# Görev Yönergesi:
Telefonda etkili iletişimi anlatan metni, son cümlesinden sonra aynı konuyla sürdürün.

# Verilen Metin:
------------------------------------
Ana içeriğe atla

Cılız ve tiz bir ses zayıf ve güven vermeyen bir intiba yaratır !

                                                                        Telefonda Etkili İletişim

» İnsanlar bizi gördükleri andan itibaren 60 saniye içinde hakkımızda görüşleri oluşur. Öte yandan telefondaki sesimize göre de insanlar hakkımızda bir yargıya sahip olurlar.
» İnsanlar telefonun öbür ucunda bizi göremediklerinden, sadece söylediğimiz şeylere göre değil, aynı zamanda onları nasıl söylediğimize bakarak da bizim hakkımızda bir yargıya sahip olurlar.

» Aslında telefonda iletişim iki yolla sağlanır:
Ne söylediğimiz (sözlü).
Onu nasıl söylediğimiz
» ABD’de yapılan bir araştırmaya göre, telefonda konuşurken insanların %87’si ses tonumuz ve sadece %13’ü kullandığımız sözcüklere göre fikir sahibi olurlar. İnsanlar, telefondaki ses tonumuz vasıtasıyla kişiliğimizi ve davranış biçimimizi duyabilirler!
Telefon Becerileri
» Telefonu etkili bir biçimde kullanmak;
Diğer kişilerden istediğiniz bilgi ve hizmeti kısa sürede alabilmeniz.
Diğer kişilerin sizden istediği bilgi ve hizmeti kısa sürede alabilmeleri demektir.
» Sizi arayan kişinin ne istediğini bilin.
» Sorunların üstesinden nasıl gelebileceğinizi anlamaya çalışın.
» Vermek istediğiniz mesajı açık bir şekilde ve mümkün olan en kısa sürede verin.
------------------------------------
# Gösterilen Veriler:
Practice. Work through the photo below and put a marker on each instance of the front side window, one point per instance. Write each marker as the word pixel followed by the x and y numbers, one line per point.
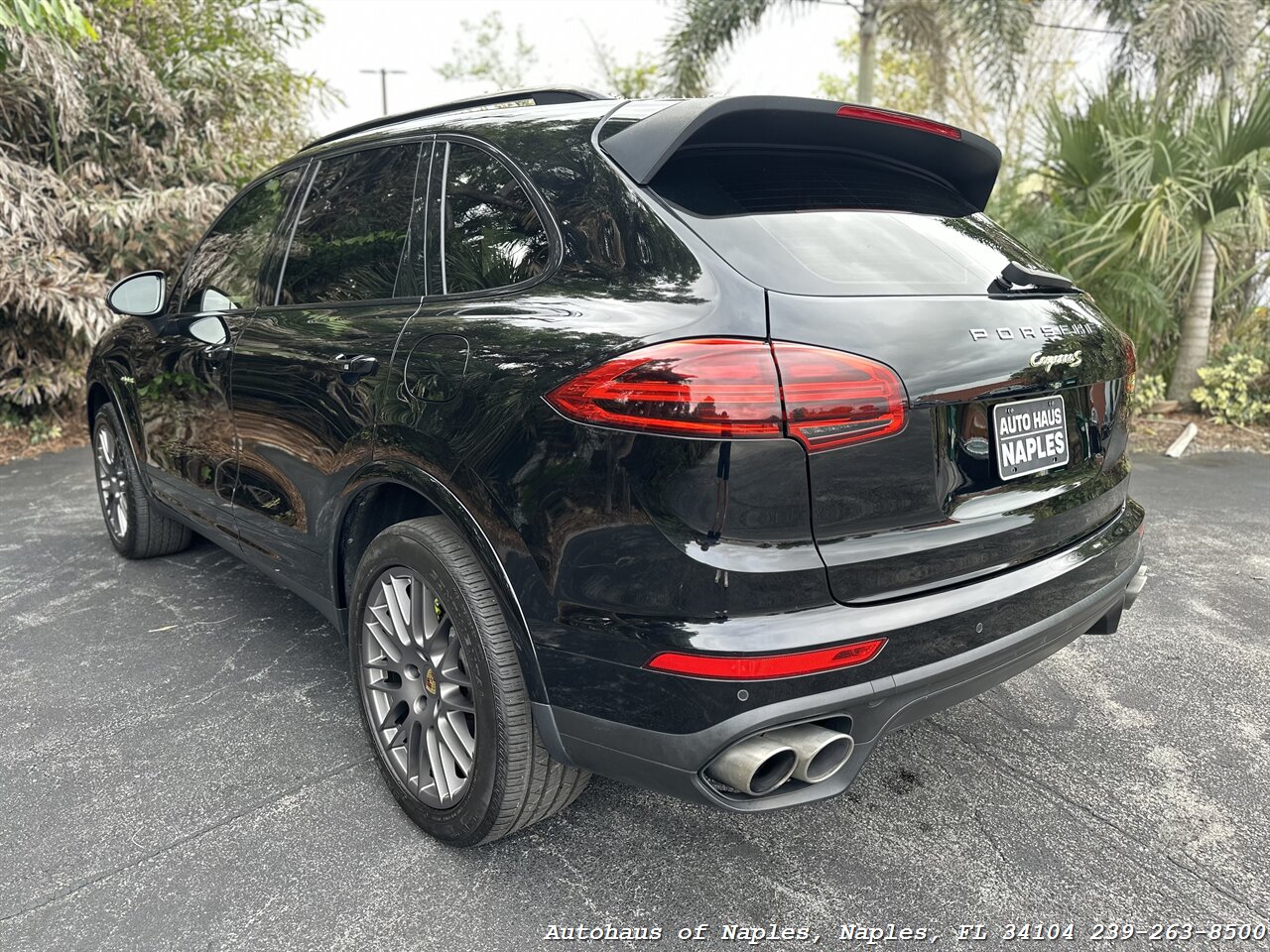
------------------------------------
# Alıştırma Yanıtı:
» Beden dilinizin, gülümsemenizin ve ses tonunuzun önemini aklınızdan çıkartmayın.
Sesli İletişim
» ABD’de yapılan bir araştırma sonucuna göre, dinleyicilerin kafalarında konuşucunun telefondaki ses kalitesine göre yönetme ve otorite gücü, zekası, eğitim düzeyi ve güvenirliği hakkında bir fikir oluştuğu tespit edilmiştir. Tok bir ses güçlü ve sağlam, cılız ve tiz bir ses ise zayıf ve güven vermeyen bir intiba yaratır.
» Etkin dinleme beceriniz ve ses özelliğiniz kendinizi telefonda iyi bir şekilde sunmanıza çok büyük katkı sağlar.
Ses Tonu
» Şahıs olarak bir televizyon gibiyizdir. Bizim de görüntümüz, sesimiz, rengimiz ve hareketlerimiz vardır. Telefonda ise bir radyo gibiyizdir. Tek sahip olunan nitelik ses, ses tonumuz ve dinleyicinin hayal gücüdür.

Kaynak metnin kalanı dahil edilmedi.